Data shown —
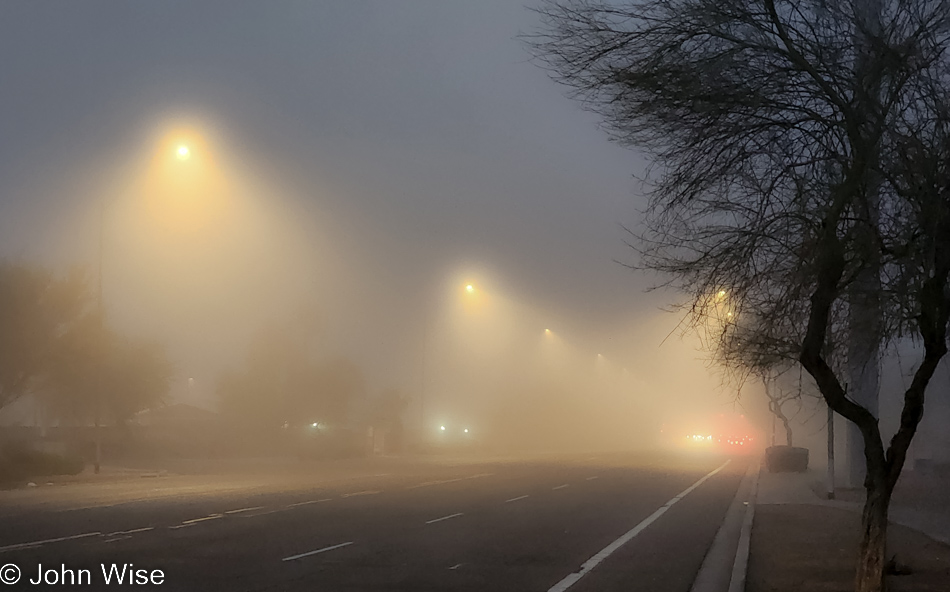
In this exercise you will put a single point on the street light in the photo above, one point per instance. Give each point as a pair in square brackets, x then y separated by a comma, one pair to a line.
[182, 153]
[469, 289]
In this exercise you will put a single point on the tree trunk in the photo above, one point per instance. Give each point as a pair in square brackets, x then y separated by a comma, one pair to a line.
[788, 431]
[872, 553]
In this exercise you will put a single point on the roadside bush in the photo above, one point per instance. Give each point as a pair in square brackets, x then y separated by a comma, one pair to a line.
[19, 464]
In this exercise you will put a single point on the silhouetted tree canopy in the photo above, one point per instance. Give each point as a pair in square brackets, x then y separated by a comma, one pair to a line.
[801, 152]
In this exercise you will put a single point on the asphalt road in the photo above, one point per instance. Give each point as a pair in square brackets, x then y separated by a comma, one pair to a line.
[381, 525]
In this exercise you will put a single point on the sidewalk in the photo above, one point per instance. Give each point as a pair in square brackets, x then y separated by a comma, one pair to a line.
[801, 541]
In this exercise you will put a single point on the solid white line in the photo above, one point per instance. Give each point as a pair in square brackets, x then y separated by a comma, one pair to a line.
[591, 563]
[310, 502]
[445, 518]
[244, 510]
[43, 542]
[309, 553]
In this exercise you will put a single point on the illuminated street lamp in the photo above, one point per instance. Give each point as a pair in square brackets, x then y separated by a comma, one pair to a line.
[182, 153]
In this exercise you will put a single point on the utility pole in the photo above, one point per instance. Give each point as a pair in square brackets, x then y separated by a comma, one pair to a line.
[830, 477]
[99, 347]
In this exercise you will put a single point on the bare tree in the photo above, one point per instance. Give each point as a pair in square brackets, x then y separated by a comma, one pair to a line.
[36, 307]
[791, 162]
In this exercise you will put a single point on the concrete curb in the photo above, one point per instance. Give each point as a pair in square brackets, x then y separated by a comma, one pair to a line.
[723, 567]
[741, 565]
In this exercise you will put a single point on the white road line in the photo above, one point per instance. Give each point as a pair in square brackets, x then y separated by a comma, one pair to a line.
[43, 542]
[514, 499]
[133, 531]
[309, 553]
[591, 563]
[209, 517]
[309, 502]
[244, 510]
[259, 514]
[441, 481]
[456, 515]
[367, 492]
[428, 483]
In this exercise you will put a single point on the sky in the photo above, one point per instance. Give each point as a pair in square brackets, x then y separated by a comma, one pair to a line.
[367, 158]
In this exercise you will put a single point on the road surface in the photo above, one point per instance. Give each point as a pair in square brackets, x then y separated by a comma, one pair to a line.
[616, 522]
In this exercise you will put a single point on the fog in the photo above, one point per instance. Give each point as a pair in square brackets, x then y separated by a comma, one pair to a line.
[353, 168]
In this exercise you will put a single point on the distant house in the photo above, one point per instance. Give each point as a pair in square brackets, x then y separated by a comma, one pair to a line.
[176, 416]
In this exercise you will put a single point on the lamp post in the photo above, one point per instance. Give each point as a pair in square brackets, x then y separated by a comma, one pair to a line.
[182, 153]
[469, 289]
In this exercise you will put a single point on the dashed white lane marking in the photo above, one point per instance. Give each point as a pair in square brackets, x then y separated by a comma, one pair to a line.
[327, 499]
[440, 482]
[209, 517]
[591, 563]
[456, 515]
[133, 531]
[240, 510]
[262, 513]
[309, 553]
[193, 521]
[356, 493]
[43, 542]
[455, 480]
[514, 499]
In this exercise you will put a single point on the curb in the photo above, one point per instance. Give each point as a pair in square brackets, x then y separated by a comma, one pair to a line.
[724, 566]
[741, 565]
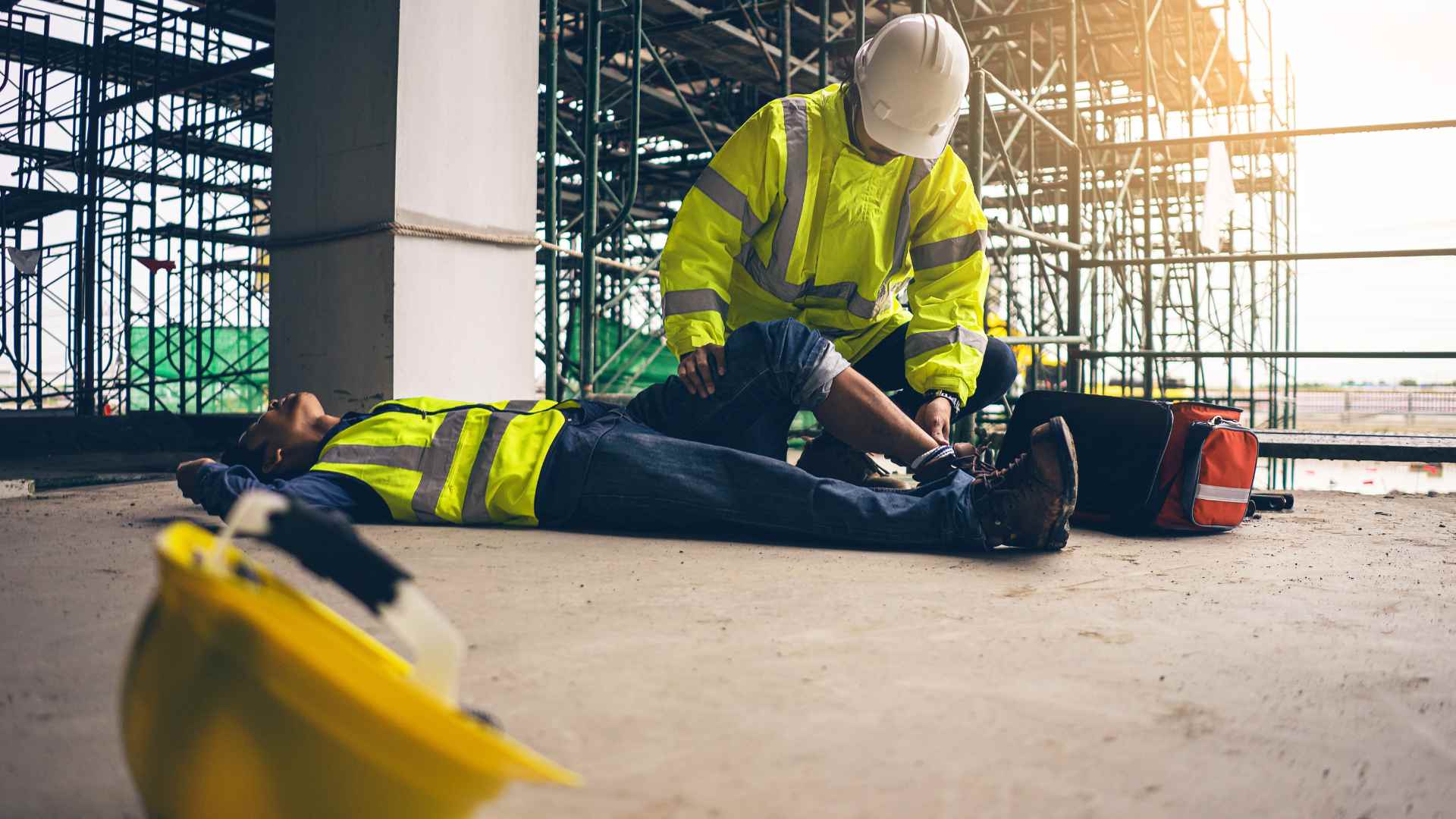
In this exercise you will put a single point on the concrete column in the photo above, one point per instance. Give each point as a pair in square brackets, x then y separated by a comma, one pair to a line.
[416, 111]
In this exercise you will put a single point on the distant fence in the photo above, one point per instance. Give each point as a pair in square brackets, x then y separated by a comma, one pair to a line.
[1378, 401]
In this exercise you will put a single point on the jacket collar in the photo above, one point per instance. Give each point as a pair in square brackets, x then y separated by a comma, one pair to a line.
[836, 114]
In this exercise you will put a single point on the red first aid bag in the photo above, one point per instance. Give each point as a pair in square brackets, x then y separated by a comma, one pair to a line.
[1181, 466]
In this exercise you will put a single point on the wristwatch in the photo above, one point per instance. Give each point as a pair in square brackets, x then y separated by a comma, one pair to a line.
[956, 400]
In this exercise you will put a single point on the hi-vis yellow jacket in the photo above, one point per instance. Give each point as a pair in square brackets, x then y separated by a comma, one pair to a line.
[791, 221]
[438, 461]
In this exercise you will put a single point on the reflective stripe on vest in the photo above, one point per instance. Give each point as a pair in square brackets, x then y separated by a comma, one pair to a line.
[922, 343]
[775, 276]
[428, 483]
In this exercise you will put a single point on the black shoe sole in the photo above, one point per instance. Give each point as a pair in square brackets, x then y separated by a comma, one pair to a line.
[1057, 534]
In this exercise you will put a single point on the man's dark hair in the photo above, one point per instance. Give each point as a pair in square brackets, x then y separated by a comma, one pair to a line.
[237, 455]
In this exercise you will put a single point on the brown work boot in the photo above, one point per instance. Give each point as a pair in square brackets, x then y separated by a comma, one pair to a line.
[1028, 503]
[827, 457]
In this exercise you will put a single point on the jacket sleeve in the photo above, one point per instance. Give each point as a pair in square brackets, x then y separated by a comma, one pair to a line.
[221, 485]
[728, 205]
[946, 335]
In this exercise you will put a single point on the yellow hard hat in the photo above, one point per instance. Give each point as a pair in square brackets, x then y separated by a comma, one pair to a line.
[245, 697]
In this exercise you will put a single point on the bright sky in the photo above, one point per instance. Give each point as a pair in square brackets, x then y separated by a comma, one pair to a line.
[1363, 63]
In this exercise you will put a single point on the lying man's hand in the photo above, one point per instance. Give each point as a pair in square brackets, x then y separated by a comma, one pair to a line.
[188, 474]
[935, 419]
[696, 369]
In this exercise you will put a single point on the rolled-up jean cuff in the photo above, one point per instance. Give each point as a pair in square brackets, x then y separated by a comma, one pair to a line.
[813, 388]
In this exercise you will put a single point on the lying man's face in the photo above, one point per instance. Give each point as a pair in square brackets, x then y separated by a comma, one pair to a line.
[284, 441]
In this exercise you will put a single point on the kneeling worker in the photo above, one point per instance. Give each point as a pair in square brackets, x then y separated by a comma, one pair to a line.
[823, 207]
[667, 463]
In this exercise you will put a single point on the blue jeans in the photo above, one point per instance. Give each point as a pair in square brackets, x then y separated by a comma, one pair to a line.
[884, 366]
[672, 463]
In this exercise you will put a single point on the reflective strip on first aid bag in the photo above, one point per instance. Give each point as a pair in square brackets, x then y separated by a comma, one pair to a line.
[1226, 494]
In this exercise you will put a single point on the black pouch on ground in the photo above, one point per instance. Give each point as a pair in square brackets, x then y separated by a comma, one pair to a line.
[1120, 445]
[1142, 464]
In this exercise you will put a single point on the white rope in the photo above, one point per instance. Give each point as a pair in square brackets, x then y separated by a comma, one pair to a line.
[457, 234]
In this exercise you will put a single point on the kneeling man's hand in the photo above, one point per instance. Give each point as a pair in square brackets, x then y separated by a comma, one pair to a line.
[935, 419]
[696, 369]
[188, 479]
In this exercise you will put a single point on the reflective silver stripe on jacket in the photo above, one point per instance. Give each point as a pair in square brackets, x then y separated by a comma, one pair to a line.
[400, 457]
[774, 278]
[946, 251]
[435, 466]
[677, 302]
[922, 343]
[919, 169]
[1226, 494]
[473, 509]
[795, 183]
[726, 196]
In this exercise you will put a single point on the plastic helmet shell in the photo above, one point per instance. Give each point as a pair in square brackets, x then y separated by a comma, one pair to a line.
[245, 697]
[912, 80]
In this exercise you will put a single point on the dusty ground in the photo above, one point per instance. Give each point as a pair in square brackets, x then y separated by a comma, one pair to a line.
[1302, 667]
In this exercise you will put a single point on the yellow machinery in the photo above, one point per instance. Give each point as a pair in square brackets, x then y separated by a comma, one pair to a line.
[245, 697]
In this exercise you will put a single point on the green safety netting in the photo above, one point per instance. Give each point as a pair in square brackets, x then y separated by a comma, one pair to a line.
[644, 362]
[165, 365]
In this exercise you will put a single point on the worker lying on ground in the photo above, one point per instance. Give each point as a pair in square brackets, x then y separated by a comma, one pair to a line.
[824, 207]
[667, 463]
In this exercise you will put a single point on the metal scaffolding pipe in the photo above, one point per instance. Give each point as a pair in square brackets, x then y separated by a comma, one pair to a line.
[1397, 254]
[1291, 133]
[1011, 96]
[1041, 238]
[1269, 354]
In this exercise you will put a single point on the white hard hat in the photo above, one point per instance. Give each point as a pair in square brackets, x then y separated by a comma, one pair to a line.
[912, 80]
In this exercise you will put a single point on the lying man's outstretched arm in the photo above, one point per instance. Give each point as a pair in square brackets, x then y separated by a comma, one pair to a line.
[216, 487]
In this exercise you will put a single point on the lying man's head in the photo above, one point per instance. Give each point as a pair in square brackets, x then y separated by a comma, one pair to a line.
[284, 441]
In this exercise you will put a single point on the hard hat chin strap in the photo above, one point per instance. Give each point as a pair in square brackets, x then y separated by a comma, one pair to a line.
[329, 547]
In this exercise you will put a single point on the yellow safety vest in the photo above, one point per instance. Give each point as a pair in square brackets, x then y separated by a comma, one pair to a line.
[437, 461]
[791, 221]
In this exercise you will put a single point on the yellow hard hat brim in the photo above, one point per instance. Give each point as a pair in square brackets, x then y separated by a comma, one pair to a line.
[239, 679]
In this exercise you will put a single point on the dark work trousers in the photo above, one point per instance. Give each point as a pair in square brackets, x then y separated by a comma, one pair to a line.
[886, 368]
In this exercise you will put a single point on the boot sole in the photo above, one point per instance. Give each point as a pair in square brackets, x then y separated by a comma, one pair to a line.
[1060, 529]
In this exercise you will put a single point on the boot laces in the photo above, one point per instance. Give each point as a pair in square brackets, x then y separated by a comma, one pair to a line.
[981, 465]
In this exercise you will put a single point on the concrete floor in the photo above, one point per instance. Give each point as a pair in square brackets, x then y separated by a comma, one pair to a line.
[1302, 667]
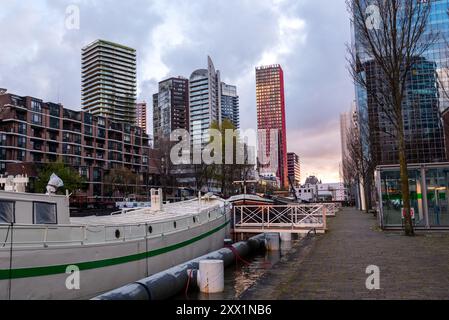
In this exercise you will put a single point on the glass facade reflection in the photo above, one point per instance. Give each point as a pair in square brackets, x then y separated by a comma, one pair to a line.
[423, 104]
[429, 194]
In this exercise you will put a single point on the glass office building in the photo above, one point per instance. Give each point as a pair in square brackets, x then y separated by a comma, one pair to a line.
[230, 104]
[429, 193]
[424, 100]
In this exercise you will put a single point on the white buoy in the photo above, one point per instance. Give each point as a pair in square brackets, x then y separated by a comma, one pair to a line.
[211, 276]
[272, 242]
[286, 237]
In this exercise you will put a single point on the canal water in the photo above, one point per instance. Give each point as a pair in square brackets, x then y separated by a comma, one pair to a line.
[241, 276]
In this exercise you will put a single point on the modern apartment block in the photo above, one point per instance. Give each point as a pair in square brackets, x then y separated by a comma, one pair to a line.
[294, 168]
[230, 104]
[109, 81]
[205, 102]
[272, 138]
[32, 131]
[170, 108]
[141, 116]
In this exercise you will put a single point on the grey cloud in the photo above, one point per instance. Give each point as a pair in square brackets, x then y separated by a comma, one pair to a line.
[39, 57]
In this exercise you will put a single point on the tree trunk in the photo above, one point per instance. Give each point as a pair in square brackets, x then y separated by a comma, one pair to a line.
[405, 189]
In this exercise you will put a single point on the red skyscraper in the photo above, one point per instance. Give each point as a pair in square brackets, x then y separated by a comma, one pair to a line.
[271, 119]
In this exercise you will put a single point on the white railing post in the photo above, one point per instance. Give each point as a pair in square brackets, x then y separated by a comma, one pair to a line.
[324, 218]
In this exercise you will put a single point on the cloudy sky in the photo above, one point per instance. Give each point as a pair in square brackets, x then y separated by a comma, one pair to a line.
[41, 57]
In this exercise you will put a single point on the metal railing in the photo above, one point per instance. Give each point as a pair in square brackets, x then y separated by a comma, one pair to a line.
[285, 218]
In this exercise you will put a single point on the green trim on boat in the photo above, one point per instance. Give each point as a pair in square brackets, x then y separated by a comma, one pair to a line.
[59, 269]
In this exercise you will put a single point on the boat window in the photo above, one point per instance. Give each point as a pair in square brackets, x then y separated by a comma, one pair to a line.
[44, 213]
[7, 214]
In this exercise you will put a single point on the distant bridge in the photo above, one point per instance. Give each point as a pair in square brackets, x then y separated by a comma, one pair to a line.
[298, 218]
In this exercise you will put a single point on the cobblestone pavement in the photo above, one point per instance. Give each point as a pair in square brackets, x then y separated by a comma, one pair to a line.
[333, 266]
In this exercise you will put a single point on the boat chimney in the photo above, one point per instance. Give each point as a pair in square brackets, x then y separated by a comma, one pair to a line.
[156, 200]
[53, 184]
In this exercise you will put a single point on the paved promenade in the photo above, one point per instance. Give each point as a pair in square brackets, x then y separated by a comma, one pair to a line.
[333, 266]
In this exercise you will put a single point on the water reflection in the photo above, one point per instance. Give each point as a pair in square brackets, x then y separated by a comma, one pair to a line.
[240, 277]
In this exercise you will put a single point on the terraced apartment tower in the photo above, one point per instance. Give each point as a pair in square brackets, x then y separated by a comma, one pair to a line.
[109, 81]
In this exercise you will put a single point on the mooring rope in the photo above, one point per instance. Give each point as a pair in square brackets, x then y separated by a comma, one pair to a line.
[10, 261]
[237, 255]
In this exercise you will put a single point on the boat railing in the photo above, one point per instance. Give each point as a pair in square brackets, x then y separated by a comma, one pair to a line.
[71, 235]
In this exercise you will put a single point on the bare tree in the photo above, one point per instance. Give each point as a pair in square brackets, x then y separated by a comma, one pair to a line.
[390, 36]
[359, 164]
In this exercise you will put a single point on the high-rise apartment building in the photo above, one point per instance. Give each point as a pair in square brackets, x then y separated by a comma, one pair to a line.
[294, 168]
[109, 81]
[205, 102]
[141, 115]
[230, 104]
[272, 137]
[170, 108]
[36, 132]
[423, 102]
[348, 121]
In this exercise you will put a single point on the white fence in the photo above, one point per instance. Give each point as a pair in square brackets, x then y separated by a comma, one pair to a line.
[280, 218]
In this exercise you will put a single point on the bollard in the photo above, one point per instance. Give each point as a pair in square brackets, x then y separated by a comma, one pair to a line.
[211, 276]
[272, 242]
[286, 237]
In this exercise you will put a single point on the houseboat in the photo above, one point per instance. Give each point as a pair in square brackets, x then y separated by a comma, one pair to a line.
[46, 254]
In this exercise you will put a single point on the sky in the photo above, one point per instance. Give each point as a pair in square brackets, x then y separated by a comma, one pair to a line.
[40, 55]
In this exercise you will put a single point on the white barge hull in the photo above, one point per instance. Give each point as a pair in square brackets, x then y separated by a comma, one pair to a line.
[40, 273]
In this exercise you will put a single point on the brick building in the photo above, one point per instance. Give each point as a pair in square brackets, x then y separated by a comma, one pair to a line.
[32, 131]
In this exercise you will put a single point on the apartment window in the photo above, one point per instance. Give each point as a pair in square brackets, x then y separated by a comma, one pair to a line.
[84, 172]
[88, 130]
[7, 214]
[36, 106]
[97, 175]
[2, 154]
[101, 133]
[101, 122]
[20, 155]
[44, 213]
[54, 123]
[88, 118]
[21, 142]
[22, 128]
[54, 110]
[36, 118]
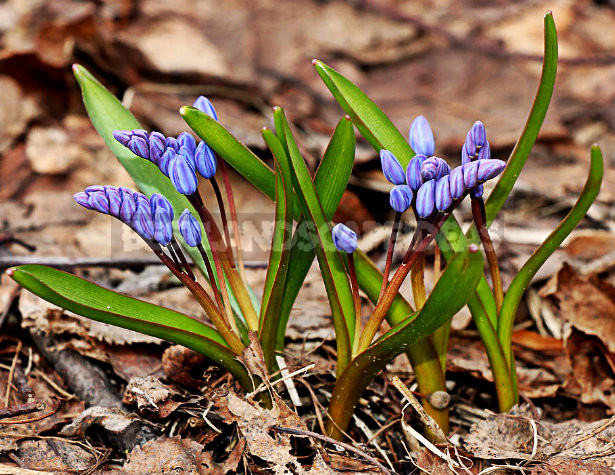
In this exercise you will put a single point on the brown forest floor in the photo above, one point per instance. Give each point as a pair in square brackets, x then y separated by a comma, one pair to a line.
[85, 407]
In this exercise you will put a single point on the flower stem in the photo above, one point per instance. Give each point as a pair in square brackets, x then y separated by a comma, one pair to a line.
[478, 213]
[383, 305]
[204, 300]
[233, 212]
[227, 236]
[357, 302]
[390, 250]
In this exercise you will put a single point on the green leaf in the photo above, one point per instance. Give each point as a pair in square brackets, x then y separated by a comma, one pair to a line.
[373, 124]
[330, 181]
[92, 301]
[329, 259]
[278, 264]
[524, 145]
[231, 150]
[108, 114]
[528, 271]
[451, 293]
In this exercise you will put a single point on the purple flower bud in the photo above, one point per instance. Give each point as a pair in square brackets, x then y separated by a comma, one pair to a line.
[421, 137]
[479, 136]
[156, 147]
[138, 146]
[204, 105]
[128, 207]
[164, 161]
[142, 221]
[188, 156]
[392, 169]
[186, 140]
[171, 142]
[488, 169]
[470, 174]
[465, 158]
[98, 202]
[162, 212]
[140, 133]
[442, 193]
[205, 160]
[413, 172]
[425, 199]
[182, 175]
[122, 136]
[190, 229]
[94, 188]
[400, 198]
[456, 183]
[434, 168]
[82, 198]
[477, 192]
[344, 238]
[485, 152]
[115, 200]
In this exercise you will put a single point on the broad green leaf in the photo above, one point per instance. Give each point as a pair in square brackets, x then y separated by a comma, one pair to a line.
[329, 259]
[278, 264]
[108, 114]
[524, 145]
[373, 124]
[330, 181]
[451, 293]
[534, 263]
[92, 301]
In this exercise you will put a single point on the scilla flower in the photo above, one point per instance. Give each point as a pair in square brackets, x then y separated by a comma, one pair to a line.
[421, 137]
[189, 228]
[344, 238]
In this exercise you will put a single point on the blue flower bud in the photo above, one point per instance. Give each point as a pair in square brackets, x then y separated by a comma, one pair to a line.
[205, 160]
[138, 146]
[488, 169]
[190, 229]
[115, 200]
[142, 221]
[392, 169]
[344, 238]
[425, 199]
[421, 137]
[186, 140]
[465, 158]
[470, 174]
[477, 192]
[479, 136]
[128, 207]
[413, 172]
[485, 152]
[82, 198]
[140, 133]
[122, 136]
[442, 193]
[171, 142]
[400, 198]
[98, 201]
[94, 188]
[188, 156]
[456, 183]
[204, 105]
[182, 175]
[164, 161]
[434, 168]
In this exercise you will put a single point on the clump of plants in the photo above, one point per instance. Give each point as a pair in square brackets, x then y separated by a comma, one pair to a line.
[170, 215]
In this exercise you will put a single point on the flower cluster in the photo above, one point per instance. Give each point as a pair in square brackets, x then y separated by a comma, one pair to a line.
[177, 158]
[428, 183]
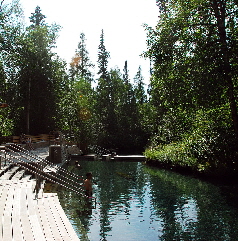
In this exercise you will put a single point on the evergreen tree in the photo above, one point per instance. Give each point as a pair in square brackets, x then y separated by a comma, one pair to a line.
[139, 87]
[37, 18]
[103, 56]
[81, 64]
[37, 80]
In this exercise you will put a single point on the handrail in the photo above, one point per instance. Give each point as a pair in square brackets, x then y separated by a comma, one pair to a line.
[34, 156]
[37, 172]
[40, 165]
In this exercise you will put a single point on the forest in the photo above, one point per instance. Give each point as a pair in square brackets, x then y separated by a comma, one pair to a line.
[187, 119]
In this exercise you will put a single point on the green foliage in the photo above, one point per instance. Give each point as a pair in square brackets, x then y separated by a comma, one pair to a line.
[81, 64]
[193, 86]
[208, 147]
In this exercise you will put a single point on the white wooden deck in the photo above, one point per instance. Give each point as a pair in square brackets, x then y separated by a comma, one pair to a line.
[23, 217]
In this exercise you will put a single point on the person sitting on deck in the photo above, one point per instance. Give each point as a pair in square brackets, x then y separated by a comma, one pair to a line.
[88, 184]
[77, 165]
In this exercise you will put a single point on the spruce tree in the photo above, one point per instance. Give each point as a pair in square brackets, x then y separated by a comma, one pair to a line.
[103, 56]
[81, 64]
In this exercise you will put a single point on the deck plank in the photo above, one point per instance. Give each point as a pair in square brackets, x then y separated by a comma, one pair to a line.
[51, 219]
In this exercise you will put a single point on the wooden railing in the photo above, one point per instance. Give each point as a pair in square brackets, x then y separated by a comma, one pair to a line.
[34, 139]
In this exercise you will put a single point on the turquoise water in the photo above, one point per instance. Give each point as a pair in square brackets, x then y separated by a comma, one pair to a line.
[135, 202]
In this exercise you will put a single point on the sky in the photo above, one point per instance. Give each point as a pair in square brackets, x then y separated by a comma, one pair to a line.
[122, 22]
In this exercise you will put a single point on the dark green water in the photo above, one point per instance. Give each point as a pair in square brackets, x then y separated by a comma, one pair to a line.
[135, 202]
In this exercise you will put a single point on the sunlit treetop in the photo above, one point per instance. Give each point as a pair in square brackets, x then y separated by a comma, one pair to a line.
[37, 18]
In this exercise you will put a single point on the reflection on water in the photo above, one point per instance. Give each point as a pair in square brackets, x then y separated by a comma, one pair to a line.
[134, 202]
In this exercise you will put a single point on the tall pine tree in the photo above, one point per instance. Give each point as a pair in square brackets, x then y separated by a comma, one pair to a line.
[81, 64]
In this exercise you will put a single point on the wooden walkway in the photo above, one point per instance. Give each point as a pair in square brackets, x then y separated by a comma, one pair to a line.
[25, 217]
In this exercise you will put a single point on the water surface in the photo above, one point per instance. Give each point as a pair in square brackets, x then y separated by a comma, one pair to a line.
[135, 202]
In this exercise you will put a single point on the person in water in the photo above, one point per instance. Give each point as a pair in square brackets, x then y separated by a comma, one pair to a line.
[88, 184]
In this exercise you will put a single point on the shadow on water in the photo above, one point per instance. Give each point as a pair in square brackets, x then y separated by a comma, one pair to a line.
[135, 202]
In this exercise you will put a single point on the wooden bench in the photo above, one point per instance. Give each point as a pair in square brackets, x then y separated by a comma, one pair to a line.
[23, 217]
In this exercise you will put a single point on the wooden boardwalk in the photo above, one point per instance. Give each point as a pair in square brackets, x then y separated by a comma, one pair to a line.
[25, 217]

The task — From the line that contains "on the shadow" through the last line of the listing, every line is to be restated word for word, both ends included.

The answer —
In this exercise you will put a single point on the shadow on water in the photo above, one point per instance. Give each point as a pair in square brackets, x then y separated by a comma, one pair to a line.
[135, 202]
In this exercise you will put a single point on the wooden bench in the photo above, one point per instance. Give each point as a pair in square brackets, x then y separated by a comma, one pair to a line.
[23, 217]
In this exercise you will put a single point on the wooden boardwalk in the photo above, one point per instance. Give each point as a pair in square brackets, x then y separated by a comma, one pair to a line.
[25, 217]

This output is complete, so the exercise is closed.